▸ **PAGE EXTRACT**:
BERLIN – German Chancellor Olaf Scholz met trade union and employers association leaders on Monday for the first of a series of meetings aimed at tackling what he called a “historic” cost of living crisis caused by spiraling energy prices.
Like governments across Europe, Berlin is under pressure to deal with soaring prices in the wake of Russia’s invasion of Ukraine and to balance the need to meet workers’ demands for payrises without causing inflation to spiral even further.
With the meetings at the chancellery, Scholz said he was reviving the “concerted action” that was established in 1967 when Germany fell into recession for the first time since its post-war boom.
“We must brace ourselves for the fact this situation will not change in the foreseeable future, in other words: we stand before a historic challenge,” Scholz told reporters after the meeting at the chancellery.
“We will only get through this crisis, as a country, when we agree together on solutions.”
This “concerted action” reflects the quest for consensus that characterizes labor relations in Germany, where wage deals are typically agreed in talks between employers’ associations and unions covering an industrial sector.

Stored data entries
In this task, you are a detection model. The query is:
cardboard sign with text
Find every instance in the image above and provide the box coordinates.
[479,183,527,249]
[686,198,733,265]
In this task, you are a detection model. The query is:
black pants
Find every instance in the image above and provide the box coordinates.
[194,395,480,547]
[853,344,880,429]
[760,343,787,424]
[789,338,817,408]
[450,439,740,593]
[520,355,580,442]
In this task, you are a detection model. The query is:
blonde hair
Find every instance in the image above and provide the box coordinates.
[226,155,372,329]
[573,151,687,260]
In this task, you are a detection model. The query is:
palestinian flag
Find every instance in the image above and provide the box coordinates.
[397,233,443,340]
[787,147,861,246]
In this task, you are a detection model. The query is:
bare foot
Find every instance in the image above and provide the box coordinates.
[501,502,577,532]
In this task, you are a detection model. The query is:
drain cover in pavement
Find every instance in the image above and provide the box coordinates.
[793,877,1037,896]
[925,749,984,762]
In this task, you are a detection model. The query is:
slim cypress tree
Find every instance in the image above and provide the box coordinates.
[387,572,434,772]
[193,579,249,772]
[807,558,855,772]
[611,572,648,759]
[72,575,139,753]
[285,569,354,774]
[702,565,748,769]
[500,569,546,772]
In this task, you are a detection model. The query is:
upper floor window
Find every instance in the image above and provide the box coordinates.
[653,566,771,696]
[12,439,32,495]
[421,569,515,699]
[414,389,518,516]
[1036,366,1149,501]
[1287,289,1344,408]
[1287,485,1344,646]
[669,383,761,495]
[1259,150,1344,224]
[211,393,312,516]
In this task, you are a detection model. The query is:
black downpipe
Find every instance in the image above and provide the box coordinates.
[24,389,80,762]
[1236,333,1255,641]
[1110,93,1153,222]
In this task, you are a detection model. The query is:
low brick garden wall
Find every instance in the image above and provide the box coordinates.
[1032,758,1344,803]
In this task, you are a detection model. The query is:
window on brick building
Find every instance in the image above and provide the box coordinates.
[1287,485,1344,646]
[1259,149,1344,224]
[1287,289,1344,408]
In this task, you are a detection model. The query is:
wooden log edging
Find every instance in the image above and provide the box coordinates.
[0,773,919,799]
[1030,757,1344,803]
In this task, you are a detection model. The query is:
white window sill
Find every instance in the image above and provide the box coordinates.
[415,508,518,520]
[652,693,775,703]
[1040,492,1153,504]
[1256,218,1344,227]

▸ **ACTIONS TO TAKE**:
• A. Extract the passage of the article on Scholz's cost-of-living meetings starting with "BERLIN – German" and going on through "at the chancellery.".
• B. Continue the article on Scholz's cost-of-living meetings from the point where it stops.
The items aren't needed and can be set aside.

▸ **ANSWERS FOR THIS EXERCISE**:
• A.
BERLIN – German Chancellor Olaf Scholz met trade union and employers association leaders on Monday for the first of a series of meetings aimed at tackling what he called a “historic” cost of living crisis caused by spiraling energy prices.
Like governments across Europe, Berlin is under pressure to deal with soaring prices in the wake of Russia’s invasion of Ukraine and to balance the need to meet workers’ demands for payrises without causing inflation to spiral even further.
With the meetings at the chancellery, Scholz said he was reviving the “concerted action” that was established in 1967 when Germany fell into recession for the first time since its post-war boom.
“We must brace ourselves for the fact this situation will not change in the foreseeable future, in other words: we stand before a historic challenge,” Scholz told reporters after the meeting at the chancellery.

• B.
Scholz said the “social partners” agreed a common understanding of the situation at Monday’s meeting and would meet again in the coming weeks to design tools to deal with the cost of living crisis.
Consumer prices, harmonized to make them comparable with inflation data from other European Union countries (HICP), increased by 8.2% on the year, according to data released last week. Energy prices were 38% higher.
Scholz’s government, which took office in December, has already passed two multibillion-euro relief packages to help households and companies better shoulder the rising costs.
In an interview with German television on Sunday, Scholz said it was time to evaluate the impact of those packages before announcing a new one. He also said however he was “very worried” about the potentially socially explosive nature of inflation.